[REQUIREMENT] Collect every line of the listing below that contains the string "wheel", and reproduce each one unchanged.
### SOURCE MATERIAL ###
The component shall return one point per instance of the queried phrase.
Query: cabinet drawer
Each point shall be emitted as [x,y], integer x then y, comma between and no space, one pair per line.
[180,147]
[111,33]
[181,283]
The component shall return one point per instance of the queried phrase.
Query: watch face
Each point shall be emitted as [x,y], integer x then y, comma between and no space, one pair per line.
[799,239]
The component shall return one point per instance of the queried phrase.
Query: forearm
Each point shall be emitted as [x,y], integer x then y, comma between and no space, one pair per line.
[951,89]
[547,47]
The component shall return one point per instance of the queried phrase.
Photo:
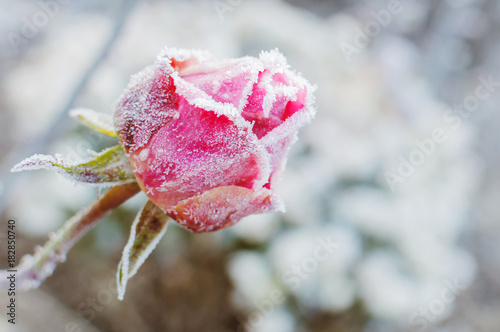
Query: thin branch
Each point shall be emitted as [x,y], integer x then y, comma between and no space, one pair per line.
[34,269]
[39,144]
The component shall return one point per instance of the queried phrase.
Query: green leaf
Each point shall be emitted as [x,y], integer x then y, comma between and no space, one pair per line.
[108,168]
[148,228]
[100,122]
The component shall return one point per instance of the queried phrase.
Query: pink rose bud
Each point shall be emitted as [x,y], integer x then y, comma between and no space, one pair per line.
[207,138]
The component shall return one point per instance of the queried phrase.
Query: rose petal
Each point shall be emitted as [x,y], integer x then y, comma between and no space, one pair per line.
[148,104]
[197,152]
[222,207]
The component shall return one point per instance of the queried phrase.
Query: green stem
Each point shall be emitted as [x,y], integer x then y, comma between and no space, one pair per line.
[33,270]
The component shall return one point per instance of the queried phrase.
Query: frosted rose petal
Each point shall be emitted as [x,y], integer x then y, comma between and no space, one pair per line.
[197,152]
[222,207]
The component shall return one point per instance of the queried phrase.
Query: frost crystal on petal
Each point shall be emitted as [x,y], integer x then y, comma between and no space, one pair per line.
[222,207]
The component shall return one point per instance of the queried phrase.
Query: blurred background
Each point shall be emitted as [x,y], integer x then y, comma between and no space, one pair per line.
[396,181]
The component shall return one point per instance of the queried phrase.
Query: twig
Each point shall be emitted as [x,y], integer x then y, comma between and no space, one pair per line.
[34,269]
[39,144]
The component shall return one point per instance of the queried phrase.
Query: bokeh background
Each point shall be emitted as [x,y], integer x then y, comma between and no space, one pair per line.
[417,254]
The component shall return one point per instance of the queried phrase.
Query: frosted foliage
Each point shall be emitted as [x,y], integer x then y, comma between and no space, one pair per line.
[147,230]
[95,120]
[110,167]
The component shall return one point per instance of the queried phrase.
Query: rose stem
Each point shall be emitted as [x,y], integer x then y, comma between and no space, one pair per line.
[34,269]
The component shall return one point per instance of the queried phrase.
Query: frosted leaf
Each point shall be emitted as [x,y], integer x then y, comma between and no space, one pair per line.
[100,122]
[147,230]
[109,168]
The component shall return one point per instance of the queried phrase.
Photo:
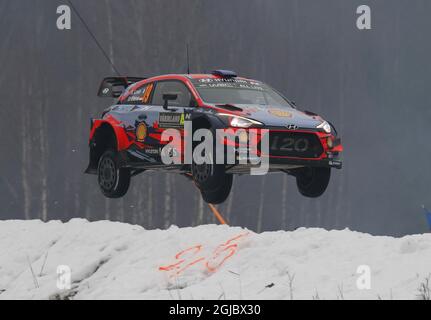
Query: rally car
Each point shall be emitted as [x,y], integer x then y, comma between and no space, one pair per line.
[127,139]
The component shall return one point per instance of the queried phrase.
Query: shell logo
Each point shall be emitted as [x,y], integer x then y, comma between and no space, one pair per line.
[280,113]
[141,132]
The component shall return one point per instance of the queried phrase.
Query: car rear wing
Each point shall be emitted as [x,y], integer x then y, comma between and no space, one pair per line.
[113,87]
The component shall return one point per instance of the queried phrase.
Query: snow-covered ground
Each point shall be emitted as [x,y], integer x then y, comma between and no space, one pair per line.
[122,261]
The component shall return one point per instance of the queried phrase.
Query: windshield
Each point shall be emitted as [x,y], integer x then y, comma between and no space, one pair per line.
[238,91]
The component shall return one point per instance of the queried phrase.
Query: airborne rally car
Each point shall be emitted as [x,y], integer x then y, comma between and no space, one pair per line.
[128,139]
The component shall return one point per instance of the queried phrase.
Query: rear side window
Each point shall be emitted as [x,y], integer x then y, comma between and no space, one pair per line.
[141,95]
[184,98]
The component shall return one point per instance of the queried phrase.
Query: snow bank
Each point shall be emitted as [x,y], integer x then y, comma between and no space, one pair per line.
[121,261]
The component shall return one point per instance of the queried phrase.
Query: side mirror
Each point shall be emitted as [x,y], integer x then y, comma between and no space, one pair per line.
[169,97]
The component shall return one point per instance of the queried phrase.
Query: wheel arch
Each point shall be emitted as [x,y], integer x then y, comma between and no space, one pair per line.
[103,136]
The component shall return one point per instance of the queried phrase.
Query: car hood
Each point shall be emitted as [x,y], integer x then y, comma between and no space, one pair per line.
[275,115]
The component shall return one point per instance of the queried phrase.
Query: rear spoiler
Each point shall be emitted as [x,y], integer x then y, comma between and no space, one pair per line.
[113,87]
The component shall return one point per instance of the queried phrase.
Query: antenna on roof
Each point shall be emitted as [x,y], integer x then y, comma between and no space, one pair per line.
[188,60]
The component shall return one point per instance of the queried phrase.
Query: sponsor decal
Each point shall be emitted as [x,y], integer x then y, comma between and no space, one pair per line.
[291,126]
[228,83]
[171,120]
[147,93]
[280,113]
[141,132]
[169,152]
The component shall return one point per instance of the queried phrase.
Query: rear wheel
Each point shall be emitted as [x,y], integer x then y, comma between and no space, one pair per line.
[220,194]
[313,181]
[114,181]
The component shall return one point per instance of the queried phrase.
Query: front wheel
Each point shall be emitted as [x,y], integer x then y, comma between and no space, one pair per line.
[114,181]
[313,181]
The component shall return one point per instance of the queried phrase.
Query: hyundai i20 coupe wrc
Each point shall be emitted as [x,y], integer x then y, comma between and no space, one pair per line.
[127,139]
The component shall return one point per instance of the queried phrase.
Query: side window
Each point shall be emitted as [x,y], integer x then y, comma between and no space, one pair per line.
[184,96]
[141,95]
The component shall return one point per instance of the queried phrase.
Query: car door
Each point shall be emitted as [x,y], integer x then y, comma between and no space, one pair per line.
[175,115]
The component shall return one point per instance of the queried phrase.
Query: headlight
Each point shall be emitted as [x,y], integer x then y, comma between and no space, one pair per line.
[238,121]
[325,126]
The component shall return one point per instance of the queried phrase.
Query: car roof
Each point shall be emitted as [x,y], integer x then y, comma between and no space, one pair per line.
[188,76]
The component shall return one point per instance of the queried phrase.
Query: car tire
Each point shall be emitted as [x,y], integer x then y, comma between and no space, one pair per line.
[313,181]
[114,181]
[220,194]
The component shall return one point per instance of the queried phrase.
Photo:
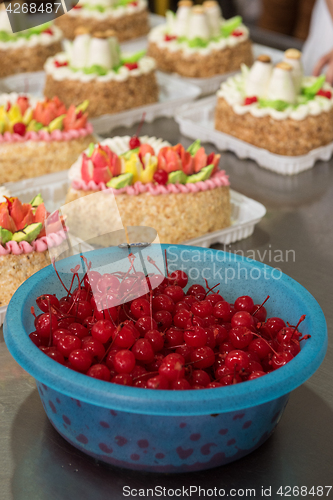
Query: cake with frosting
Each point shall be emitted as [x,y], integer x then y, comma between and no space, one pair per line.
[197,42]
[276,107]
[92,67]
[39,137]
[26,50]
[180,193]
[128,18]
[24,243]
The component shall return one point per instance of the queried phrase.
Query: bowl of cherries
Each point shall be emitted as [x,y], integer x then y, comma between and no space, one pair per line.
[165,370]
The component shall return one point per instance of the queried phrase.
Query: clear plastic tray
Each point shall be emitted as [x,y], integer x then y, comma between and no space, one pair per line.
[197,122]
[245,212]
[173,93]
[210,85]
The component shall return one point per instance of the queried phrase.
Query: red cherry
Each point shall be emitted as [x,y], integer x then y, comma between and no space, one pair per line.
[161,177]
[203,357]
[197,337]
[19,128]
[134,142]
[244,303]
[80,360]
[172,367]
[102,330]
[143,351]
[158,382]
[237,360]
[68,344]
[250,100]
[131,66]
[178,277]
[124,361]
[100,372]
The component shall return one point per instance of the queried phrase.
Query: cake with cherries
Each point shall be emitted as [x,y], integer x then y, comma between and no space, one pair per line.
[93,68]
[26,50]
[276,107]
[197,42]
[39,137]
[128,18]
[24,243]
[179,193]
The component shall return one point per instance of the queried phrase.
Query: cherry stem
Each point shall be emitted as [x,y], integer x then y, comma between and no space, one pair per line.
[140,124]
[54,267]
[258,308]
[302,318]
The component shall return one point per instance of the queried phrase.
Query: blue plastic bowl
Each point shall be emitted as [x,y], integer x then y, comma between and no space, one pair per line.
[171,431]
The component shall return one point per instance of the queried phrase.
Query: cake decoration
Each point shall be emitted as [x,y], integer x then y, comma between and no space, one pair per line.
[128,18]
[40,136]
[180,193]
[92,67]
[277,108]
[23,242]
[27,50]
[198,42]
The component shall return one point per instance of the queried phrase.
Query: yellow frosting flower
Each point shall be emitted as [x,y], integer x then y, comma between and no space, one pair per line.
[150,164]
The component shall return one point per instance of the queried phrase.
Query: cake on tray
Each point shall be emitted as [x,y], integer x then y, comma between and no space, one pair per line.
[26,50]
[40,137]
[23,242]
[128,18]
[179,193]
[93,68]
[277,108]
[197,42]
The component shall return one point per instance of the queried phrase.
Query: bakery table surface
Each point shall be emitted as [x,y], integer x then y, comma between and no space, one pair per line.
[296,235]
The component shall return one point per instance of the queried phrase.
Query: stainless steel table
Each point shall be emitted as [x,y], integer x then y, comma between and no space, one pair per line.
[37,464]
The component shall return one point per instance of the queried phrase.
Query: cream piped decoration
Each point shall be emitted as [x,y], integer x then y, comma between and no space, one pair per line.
###
### SOURCE MATERIAL ###
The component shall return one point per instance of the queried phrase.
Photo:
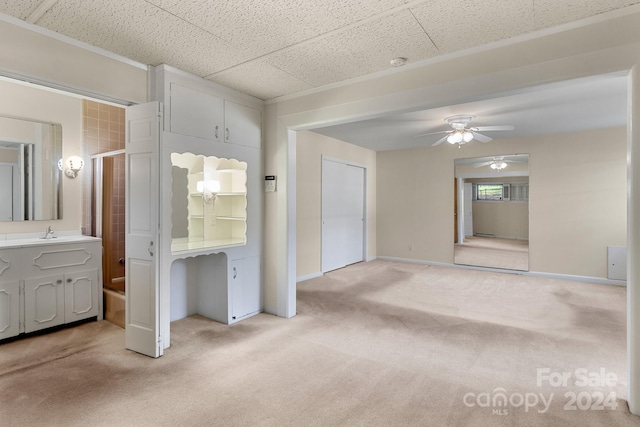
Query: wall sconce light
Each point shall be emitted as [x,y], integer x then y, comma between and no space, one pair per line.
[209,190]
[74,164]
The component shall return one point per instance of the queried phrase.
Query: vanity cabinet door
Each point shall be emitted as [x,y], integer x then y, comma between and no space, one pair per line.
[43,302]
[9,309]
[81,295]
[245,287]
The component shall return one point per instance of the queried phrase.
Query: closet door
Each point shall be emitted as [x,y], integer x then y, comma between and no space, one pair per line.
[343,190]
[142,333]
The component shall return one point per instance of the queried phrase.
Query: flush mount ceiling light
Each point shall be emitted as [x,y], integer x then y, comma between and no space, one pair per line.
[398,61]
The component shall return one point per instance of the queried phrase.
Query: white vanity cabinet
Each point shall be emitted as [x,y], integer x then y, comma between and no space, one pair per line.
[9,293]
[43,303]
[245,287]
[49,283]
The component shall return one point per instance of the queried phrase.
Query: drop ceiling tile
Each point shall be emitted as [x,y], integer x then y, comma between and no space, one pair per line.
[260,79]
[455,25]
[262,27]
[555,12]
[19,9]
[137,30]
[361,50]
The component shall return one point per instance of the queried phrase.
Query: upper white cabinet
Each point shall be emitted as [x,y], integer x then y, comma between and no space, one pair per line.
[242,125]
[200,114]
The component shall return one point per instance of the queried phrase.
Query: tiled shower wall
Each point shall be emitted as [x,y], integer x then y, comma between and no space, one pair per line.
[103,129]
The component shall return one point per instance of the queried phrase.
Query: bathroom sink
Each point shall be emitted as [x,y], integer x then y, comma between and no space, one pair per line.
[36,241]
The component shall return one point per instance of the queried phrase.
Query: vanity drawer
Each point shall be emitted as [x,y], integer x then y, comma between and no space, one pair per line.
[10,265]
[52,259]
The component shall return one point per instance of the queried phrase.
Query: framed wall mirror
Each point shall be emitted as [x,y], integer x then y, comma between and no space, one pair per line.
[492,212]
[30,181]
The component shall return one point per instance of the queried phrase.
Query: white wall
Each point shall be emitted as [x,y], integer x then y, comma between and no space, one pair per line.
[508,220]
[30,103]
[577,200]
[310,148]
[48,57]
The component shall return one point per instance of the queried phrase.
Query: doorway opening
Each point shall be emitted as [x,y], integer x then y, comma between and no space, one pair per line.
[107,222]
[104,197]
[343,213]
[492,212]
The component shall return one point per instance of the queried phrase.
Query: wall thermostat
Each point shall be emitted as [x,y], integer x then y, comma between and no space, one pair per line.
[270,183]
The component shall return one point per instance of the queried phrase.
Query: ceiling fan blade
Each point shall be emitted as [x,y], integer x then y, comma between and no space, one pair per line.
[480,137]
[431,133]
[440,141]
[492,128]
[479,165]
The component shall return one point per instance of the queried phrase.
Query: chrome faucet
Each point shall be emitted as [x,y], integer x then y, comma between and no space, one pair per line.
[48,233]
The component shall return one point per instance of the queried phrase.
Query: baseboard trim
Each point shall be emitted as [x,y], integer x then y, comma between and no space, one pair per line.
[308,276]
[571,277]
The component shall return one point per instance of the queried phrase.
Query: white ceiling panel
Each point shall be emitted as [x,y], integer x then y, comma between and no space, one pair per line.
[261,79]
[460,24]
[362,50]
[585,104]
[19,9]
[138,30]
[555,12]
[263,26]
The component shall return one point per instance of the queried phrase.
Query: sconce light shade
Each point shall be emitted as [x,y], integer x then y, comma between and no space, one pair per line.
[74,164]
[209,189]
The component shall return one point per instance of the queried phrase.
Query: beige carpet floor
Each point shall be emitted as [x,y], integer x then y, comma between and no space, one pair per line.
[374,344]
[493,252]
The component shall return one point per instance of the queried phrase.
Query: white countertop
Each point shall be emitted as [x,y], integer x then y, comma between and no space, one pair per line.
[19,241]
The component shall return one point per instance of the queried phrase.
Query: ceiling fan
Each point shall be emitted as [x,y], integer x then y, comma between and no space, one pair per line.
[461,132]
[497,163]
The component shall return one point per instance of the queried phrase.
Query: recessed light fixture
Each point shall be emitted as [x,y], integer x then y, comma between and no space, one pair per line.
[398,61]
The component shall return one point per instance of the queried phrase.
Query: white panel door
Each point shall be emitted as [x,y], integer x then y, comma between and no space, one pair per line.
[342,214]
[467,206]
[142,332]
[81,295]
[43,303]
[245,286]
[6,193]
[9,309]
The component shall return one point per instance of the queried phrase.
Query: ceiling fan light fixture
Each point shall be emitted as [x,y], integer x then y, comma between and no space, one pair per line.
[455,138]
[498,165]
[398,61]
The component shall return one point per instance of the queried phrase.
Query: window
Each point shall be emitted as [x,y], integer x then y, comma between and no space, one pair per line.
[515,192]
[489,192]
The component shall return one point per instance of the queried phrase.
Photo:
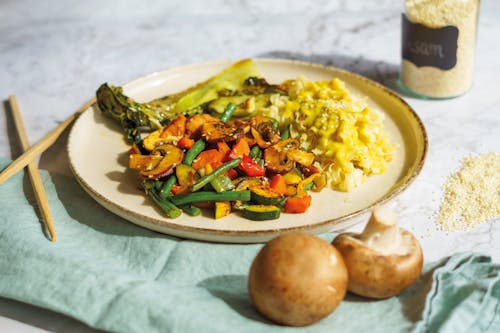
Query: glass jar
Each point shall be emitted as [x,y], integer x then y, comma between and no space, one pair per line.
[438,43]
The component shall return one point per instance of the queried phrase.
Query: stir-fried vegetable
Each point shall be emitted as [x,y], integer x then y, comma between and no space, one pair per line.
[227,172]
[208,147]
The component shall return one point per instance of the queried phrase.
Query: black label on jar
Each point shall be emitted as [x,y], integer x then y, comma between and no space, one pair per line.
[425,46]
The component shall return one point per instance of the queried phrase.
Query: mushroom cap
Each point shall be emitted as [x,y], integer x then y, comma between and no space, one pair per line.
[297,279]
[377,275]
###
[RESULT]
Query: wheel arch
Query: rear wheel
Query: front wheel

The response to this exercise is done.